§ **Task statement**
Find every line in the listing below that contains the string "dark" and copy each of those lines. Matching is case-sensitive.

>>>>

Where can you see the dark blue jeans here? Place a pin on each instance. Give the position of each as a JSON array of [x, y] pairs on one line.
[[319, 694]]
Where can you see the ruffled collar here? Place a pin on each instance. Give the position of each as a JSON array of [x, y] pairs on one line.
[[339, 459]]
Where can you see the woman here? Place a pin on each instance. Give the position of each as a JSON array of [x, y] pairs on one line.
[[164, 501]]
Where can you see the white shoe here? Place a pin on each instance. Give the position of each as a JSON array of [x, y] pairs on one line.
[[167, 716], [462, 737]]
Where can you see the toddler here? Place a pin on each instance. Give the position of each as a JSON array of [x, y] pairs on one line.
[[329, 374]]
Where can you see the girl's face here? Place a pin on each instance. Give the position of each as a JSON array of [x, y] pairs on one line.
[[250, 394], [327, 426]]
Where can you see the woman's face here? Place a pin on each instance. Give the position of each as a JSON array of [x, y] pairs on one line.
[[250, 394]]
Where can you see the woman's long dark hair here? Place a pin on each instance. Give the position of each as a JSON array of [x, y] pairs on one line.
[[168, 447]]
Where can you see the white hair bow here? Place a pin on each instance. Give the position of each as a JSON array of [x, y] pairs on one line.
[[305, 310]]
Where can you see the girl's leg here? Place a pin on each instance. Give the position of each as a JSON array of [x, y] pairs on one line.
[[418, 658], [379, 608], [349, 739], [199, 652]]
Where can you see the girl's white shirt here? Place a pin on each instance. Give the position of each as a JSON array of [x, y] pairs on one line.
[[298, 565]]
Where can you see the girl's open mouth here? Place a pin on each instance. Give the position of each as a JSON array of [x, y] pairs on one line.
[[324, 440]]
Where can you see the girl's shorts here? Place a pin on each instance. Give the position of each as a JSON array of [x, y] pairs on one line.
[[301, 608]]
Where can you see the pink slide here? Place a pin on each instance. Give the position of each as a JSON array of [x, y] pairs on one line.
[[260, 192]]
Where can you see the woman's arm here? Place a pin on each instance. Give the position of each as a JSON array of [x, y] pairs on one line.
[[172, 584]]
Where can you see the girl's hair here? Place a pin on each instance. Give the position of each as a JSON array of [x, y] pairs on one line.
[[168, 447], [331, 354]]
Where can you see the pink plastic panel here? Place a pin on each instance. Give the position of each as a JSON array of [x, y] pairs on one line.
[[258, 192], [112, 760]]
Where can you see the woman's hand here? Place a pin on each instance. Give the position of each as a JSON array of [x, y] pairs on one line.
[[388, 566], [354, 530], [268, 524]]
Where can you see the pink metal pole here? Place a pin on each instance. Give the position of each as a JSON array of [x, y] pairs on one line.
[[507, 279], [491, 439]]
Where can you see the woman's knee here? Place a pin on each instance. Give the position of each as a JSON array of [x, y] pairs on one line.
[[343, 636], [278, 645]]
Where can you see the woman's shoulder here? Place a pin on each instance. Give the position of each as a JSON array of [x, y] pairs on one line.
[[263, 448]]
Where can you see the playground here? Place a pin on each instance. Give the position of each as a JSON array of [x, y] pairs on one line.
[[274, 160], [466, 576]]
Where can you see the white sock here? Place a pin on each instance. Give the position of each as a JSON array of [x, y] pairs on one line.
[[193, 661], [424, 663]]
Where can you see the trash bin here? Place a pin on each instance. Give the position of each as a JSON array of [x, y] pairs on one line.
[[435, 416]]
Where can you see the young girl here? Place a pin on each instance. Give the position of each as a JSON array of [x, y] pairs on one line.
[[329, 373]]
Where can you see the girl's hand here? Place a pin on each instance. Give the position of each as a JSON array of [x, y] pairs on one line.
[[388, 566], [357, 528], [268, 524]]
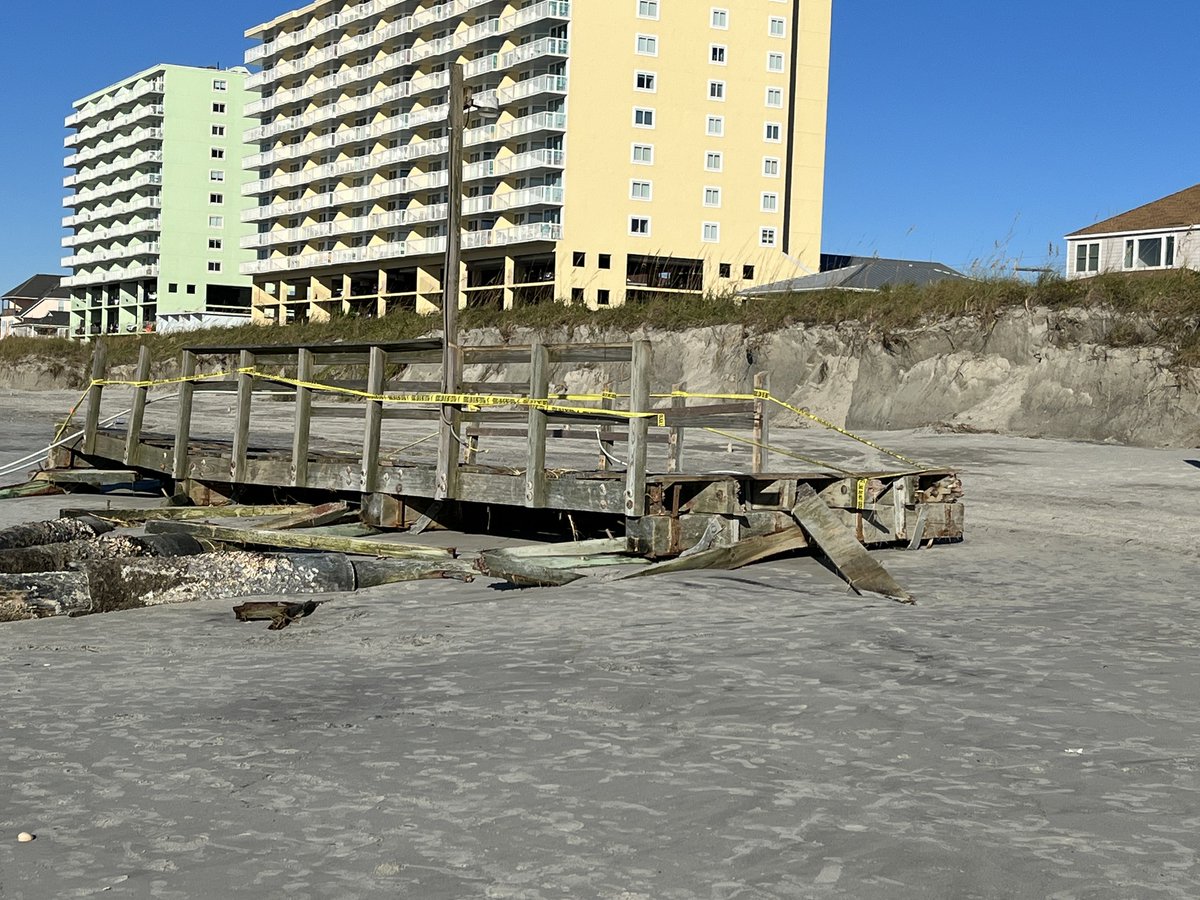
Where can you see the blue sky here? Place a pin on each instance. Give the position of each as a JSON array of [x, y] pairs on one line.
[[972, 132]]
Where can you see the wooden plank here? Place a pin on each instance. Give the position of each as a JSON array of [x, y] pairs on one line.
[[137, 414], [744, 552], [299, 540], [373, 420], [535, 453], [241, 426], [184, 417], [761, 456], [841, 547], [639, 401], [301, 429], [675, 445], [95, 395]]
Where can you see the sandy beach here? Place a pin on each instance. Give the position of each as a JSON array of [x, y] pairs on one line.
[[1029, 730]]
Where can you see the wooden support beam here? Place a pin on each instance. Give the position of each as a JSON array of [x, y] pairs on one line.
[[675, 445], [841, 547], [639, 402], [301, 429], [761, 456], [95, 395], [137, 414], [298, 540], [241, 427], [184, 417], [535, 455], [376, 376]]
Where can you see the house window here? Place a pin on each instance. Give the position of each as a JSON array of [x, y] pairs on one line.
[[647, 46], [1087, 257]]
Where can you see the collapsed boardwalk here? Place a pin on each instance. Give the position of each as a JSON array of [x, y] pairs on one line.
[[661, 507]]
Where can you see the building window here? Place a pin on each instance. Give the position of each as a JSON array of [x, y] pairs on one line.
[[1150, 252], [643, 154], [1087, 257], [647, 9]]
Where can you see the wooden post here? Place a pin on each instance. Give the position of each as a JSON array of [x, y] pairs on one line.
[[449, 449], [535, 460], [137, 414], [241, 429], [606, 442], [761, 456], [95, 393], [184, 420], [639, 430], [675, 439], [301, 429], [376, 375]]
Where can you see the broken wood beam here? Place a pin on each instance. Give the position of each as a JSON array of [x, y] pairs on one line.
[[297, 540], [841, 547]]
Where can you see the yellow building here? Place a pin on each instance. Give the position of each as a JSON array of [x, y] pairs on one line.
[[642, 147]]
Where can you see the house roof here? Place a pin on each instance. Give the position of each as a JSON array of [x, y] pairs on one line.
[[864, 274], [1179, 210], [36, 288]]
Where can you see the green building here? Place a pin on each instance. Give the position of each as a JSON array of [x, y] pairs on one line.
[[156, 203]]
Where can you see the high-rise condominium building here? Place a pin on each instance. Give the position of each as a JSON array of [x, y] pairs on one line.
[[156, 202], [642, 147]]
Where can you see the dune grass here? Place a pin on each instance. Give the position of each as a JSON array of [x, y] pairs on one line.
[[1152, 309]]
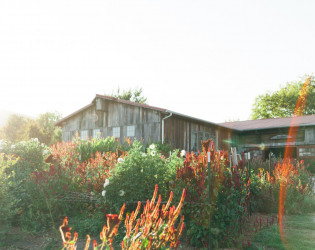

<<<<

§ **Problem solution**
Where can you see the dark blue jeans here? Place a pin on each instance. Give the position of each as a JSON array of [x, y] pairs on one line.
Where can you see the woman's long dark hair here? Place a pin on each instance. Give the position of each as a JSON array of [x, y] pairs on one line.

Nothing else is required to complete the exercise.